If a line in the records below contains the word "point", copy it out.

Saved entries
☆ ☆ ☆ ☆ ☆ ☆ ☆

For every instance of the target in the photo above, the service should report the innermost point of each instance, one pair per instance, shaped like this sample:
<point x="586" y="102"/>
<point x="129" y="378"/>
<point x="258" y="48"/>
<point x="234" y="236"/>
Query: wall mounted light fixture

☆ ☆ ☆ ☆ ☆ ☆ ☆

◆ Response area ◆
For every instance of the target in the photo above, the service should report the innermost point of each instance, one pair per instance, shaped like this sample:
<point x="586" y="102"/>
<point x="129" y="378"/>
<point x="258" y="48"/>
<point x="234" y="236"/>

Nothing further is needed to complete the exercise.